=== BRIEF ===
Write out the records below word for word, please.

Data records:
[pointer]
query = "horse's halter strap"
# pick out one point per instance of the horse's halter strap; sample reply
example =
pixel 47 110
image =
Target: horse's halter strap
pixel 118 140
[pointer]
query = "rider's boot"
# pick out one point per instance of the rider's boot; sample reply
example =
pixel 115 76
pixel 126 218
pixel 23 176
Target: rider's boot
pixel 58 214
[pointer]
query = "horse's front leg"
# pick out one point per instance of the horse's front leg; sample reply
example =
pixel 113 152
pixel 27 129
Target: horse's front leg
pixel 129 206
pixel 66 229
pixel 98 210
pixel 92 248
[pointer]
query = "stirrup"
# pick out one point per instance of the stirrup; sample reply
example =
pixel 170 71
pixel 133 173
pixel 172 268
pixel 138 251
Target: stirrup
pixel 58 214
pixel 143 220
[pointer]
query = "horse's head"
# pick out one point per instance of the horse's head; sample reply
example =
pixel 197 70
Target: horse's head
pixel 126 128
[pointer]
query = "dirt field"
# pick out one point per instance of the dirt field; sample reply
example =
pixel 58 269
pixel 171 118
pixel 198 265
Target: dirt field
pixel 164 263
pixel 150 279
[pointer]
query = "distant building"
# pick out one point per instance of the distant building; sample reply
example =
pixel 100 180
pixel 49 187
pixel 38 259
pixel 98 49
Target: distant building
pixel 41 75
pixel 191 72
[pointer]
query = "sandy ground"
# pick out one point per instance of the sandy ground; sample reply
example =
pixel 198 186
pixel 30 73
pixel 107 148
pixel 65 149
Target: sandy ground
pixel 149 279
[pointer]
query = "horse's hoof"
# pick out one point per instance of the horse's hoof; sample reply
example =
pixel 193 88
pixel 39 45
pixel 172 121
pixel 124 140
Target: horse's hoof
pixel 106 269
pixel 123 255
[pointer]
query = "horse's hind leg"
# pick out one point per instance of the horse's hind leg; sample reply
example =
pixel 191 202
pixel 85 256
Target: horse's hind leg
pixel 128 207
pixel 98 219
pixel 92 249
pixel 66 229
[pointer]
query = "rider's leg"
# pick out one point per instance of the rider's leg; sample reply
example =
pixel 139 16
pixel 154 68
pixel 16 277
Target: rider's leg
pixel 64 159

=== TASK OUTPUT ===
[pointer]
query = "horse's halter strap"
# pick out one point per instance of the horse's halter strap; sample reply
example =
pixel 47 110
image =
Target: horse's halter strap
pixel 118 140
[pointer]
query = "rider's boot"
# pick out one point per instance of the rider's boot; sample reply
example =
pixel 115 76
pixel 126 218
pixel 23 176
Target: rider's boot
pixel 58 214
[pointer]
query = "horse's front leg"
# pick out one point per instance of the horse's front leg; sample reply
example =
pixel 113 152
pixel 27 129
Target: horse's front leg
pixel 129 206
pixel 66 229
pixel 98 210
pixel 92 248
[pointer]
query = "stirrup"
# pick out one point per instance of the stirrup; sample reply
example =
pixel 170 71
pixel 133 173
pixel 172 268
pixel 138 251
Target: stirrup
pixel 58 214
pixel 143 220
[pointer]
query = "horse's head"
# pick out one point per instance of the horse's head; sample reply
example =
pixel 197 70
Target: horse's head
pixel 126 128
[pointer]
query = "dirt field"
# pick out one point per instance of the dirt field; sample reply
example =
pixel 58 269
pixel 171 118
pixel 198 265
Target: dirt field
pixel 164 263
pixel 150 279
[pointer]
query = "distant building"
# pick out one point per instance of the distant building; sample reply
example =
pixel 100 180
pixel 49 187
pixel 38 259
pixel 98 49
Target: distant building
pixel 41 75
pixel 191 72
[pointer]
query = "sandy ground"
# pick out one point per instance of the sandy ground; sample reply
example =
pixel 198 186
pixel 30 73
pixel 107 148
pixel 65 149
Target: sandy ground
pixel 149 279
[pointer]
query = "horse's hoof"
# pick out one point per instance of the horse's hoof; sample reply
example =
pixel 193 88
pixel 39 45
pixel 172 121
pixel 124 140
Target: horse's hoof
pixel 106 269
pixel 123 255
[pointer]
query = "horse's hind leg"
# pick out one point per instance of the horse's hind leg; sample reply
example =
pixel 191 202
pixel 85 256
Target: horse's hind leg
pixel 128 207
pixel 98 219
pixel 92 249
pixel 66 229
[pointer]
query = "rider's leg"
# pick out one point per instance of the rider's leg; sample reply
example =
pixel 139 16
pixel 154 68
pixel 16 277
Target: rider's leg
pixel 64 159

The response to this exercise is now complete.